**表示データ:**

▬▬▬▬▬▬▬▬▬▬

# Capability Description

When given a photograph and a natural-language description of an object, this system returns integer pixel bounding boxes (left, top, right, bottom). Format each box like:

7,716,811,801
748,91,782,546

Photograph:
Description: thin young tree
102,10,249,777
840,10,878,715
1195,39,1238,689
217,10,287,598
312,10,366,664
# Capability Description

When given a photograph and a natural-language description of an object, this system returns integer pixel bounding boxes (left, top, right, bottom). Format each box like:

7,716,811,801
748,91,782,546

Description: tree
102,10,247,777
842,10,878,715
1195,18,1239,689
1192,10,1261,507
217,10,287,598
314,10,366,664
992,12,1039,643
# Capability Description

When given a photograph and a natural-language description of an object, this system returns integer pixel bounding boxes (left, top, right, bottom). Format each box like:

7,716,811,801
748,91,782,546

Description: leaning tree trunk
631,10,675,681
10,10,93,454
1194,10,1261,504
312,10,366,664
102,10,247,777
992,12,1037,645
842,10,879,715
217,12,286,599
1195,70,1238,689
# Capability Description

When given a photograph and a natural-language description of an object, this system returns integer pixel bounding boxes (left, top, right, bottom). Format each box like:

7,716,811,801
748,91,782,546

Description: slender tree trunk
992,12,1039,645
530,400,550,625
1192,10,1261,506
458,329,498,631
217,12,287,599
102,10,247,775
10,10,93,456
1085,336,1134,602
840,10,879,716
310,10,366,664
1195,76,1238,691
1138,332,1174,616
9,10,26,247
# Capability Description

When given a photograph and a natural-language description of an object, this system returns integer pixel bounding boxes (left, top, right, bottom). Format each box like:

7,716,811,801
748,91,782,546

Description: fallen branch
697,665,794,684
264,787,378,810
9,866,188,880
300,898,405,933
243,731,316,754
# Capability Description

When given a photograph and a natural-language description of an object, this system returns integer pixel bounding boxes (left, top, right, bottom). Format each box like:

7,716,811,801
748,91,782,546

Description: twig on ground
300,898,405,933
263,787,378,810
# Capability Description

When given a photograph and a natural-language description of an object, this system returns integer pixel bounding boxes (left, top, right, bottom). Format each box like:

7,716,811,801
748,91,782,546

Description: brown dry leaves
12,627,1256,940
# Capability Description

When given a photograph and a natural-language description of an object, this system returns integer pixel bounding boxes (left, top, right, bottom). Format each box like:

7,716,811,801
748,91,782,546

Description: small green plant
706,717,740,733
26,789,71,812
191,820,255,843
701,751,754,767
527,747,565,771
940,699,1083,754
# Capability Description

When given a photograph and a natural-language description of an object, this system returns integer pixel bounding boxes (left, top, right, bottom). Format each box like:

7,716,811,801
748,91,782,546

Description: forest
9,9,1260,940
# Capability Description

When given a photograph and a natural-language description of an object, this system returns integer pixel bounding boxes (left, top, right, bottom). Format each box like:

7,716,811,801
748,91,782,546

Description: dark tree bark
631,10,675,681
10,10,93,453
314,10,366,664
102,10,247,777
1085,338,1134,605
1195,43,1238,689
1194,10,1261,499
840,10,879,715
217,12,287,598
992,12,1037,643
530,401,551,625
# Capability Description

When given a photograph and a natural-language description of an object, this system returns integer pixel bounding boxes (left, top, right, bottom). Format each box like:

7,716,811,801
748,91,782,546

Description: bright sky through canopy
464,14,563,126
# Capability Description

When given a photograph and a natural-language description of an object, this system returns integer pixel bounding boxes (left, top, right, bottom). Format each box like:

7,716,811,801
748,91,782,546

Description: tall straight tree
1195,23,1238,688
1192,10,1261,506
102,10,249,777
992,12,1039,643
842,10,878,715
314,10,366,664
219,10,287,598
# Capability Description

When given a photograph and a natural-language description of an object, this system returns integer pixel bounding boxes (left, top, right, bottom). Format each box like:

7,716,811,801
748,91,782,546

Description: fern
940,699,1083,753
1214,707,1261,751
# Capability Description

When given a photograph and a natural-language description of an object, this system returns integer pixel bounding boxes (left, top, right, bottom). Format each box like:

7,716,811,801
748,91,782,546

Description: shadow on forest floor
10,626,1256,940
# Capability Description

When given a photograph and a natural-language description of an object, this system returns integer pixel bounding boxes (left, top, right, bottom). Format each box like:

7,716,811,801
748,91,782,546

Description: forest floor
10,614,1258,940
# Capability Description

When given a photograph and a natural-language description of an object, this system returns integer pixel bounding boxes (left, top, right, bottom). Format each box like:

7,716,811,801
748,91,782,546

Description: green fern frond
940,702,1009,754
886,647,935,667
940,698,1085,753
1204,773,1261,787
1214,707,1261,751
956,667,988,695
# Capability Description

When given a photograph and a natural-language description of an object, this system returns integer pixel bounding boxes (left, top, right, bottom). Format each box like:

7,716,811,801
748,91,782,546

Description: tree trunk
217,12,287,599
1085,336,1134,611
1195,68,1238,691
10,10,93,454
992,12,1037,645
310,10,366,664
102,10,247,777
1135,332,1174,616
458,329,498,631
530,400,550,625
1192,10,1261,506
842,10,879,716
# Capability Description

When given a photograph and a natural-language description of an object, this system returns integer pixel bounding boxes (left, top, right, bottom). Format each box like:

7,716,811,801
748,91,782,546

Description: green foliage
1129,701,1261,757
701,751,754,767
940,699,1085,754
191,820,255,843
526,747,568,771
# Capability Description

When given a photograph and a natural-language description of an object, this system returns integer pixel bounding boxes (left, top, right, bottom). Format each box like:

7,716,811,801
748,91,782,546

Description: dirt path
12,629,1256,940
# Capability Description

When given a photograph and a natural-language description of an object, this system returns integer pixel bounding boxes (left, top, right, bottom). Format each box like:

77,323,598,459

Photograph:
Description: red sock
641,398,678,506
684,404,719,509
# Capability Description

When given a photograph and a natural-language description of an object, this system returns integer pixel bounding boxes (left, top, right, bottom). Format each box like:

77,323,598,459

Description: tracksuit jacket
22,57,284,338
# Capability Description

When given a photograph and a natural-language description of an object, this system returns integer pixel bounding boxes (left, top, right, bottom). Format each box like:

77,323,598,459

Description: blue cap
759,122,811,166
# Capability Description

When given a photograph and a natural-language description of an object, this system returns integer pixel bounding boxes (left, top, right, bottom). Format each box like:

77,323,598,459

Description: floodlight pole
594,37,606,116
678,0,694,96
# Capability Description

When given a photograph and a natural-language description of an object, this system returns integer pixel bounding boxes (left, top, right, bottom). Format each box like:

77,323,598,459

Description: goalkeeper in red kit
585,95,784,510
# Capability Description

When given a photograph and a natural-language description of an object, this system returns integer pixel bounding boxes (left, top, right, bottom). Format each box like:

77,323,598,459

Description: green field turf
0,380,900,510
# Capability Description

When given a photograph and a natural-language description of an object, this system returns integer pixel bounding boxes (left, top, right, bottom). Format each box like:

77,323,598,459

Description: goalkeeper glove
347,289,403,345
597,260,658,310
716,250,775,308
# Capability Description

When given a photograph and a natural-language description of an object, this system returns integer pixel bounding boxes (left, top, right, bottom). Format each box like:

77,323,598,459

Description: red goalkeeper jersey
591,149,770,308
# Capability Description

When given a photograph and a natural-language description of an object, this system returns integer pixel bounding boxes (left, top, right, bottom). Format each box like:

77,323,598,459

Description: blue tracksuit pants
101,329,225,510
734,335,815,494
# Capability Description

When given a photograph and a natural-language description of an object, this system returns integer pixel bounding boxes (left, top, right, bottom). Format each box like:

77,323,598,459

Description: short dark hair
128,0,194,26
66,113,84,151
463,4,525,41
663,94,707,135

▬▬▬▬▬▬▬▬▬▬

**作業内容:**
上のレコードから、文字列 "green" を含む行をもれなく返す。大文字と小文字は区別する。

**最終結果:**
Description: small green plant
Description: green fern frond
Description: green foliage
Description: green field turf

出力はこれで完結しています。